Written instruction A:
Set down, without alteration, the portion of the listing that begins at its first line and ends with the line containing "top-left (0, 282), bottom-right (1200, 355)", including both of those lines.

Movieline

Movieline's Staff Recalls Its Favorite Summer Movie Memories

Here at Movieline, we believe in summer movies and their ability to cleanse the palate after a humorless Oscar gauntlet. Plenty of our best film memories involve summer, and we decided they were worth revisiting ahead of the coming season. What are your favorite summer moments au cinéma, dear Movieline children? Contribute yours and reads ours.

Stephanie Zacharek

About 10 years ago, my husband and I were invited to an indoor 4th of July party, in Brooklyn, on one of the hottest days of the year. One of the attractions, along with air-conditioning, was the host's new widescreen TV. He'd put Jaws on, and in the midst of socializing, quite a few of us sat down to watch it. About a half-hour in, most of the others had trickled away, but we couldn't stop watching. By the midway point, we were the only ones. It wasn't as if we'd never seen the thing before -- more than once, even -- but we couldn't imagine not wanting to see Roy Scheider get his shark (and Robert Shaw get eaten). Then the host announced that the party was being moved to the park, so everybody could play Frisbee in the heat and sun. Who stops Jaws in the middle? My husband and I looked at each other, politely excused ourselves, and went back to our own (un-air-conditioned) apartment to watch the rest of it, on our own LaserDisc, on our own crap TV. Bliss.

Excerpted data:
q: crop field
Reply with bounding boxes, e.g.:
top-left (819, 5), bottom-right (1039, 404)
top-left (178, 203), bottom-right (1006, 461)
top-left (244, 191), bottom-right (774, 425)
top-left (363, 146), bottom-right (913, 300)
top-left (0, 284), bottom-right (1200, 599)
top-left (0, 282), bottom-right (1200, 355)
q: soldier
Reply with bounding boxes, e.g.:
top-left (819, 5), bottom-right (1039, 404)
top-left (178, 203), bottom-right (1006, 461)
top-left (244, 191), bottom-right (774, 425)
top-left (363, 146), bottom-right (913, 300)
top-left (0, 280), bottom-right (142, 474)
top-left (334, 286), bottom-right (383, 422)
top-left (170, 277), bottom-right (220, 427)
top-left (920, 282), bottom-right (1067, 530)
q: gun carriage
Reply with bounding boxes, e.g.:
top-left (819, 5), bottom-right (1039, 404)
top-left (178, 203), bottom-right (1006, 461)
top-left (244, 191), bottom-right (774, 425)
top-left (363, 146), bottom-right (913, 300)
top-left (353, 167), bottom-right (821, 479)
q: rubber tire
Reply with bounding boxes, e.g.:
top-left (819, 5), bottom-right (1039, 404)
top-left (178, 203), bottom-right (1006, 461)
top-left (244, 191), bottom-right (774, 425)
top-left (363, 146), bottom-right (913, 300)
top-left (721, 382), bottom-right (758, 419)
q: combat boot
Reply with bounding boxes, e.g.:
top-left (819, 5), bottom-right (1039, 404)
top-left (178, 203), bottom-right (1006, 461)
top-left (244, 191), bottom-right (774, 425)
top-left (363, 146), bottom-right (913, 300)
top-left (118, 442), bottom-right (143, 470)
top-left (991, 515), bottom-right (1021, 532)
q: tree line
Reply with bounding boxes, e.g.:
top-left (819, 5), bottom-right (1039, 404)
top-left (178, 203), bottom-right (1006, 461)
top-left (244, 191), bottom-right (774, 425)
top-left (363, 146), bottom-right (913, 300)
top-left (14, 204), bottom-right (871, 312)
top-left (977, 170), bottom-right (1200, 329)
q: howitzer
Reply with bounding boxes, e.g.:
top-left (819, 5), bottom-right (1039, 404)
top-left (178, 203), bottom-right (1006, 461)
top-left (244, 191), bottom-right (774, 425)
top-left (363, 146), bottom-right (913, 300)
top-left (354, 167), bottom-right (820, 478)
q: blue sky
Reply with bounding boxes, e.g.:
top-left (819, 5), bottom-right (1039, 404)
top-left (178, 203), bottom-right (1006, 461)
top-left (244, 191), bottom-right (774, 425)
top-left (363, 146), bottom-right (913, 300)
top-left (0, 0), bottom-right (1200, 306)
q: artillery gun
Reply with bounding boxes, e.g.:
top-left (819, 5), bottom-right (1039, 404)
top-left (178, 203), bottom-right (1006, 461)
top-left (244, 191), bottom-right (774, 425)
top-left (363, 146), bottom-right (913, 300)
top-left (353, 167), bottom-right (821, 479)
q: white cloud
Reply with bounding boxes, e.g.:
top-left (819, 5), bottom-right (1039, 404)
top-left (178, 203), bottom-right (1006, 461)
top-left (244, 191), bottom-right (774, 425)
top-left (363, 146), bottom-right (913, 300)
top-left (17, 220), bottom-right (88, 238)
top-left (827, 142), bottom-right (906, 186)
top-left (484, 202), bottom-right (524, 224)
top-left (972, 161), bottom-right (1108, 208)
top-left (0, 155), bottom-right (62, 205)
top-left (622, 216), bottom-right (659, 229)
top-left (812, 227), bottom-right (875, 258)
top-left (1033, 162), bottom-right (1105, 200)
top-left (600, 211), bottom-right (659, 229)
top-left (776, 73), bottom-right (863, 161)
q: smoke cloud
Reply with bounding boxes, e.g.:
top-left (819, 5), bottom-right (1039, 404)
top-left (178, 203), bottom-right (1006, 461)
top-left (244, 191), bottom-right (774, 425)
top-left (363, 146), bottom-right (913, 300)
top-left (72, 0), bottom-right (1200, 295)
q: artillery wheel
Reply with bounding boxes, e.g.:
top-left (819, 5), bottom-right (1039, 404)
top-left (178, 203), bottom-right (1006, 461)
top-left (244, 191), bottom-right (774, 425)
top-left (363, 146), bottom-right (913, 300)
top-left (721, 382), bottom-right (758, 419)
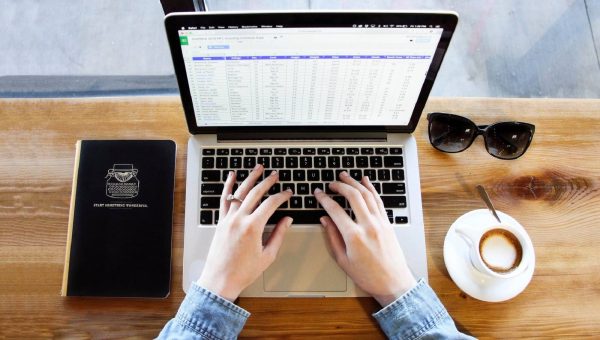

Written instruction B:
Extract, word for word, the passage of the summer movie memories article that opens with the words "Movieline's Staff Recalls" and closes with "and reads ours.".

Task output A:
q: crop field
Reply with bounding boxes, e.g.:
top-left (819, 5), bottom-right (1039, 404)
top-left (178, 203), bottom-right (1006, 461)
top-left (244, 191), bottom-right (774, 425)
top-left (363, 146), bottom-right (913, 300)
top-left (0, 284), bottom-right (1200, 599)
top-left (0, 282), bottom-right (1200, 355)

Task output B:
Movieline's Staff Recalls Its Favorite Summer Movie Memories

Here at Movieline, we believe in summer movies and their ability to cleanse the palate after a humorless Oscar gauntlet. Plenty of our best film memories involve summer, and we decided they were worth revisiting ahead of the coming season. What are your favorite summer moments au cinéma, dear Movieline children? Contribute yours and reads ours.